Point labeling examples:
━━━━━━━━━━━━━━━━━━━━

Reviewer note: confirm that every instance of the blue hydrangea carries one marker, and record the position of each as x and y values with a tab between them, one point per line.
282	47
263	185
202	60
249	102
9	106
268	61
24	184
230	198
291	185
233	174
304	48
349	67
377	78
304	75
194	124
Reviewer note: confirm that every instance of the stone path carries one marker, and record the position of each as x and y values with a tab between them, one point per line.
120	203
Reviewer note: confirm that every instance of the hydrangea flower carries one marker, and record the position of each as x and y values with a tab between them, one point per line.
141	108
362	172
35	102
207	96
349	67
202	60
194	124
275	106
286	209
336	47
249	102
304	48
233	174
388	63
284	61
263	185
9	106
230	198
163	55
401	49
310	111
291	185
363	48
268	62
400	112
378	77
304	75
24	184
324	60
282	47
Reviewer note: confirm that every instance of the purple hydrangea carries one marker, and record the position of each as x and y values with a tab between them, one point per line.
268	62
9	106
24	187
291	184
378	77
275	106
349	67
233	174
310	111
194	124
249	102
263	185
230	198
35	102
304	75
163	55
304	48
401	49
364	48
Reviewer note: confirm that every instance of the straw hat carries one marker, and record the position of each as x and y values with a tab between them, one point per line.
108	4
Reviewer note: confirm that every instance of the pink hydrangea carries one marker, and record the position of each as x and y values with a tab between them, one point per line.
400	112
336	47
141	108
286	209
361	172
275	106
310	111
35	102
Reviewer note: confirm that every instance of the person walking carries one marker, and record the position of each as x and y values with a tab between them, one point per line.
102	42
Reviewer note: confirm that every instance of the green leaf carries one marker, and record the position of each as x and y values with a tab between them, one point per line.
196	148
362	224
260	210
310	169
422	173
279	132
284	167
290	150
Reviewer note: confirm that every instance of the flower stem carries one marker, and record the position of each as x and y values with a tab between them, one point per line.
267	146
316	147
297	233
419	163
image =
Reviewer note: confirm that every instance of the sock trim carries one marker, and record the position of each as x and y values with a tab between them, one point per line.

━━━━━━━━━━━━━━━━━━━━

TASK BRIEF >>
Write out all the lines again, exactly as they are.

ANSWER BELOW >>
Reviewer note: confirm that every instance of the blue hydrangea carries one marker, and record the position of each as x and y values with a tab between them, one point per line.
282	47
263	185
202	60
249	102
9	106
268	61
24	184
230	198
291	185
233	174
304	48
349	67
377	78
304	75
194	124
Reviewer note: confirm that every instance of the stone path carries one marker, and record the position of each as x and y values with a tab between them, one point per line.
120	203
Reviewer note: confirm that every instance of the hydrangea flower carries one marker, and record the position of each as x and y values with a tab between them, one point per line.
141	108
362	172
35	102
207	96
349	67
202	60
194	124
275	106
286	209
336	47
249	102
304	48
233	174
388	63
284	61
263	185
9	106
230	198
163	55
401	49
310	111
291	185
363	48
268	62
400	112
378	77
304	75
24	184
324	60
282	47
Reviewer note: confirm that every instance of the purple hydrangea carries one marker, and record the position of each as x and y values with a tab between them, one point per line.
268	62
9	106
24	187
291	184
378	77
275	106
349	67
233	174
310	111
194	124
249	102
263	185
230	198
35	102
304	75
163	55
304	48
401	49
364	48
Reviewer note: confirm that every instance of the straw hat carries one marker, and record the position of each as x and y values with a tab between them, one point per line.
108	4
Reviewer note: confirm that every instance of the pink hydrangea carries one marker, and record the position of each as x and y values with a tab between them, one point per line.
400	112
336	47
141	108
286	209
361	172
275	106
310	111
35	102
Reviewer note: confirm that every instance of the person walking carries one marker, and record the position of each as x and y values with a tab between them, one point per line.
102	42
Reviewer note: confirm that every instance of the green leaf carries one marker, and record the position of each as x and y values with a tab between them, one point per line.
196	148
362	224
260	210
310	169
422	173
279	132
284	167
290	150
Reviewer note: confirm that every instance of the flower stem carries one marker, and record the position of each as x and y values with a tab between them, one point per line.
267	146
316	147
297	233
419	163
image =
Reviewer note: confirm that every instance of the sock trim carries one marker, and record the position of each as x and y values with a tab between them, one point per line.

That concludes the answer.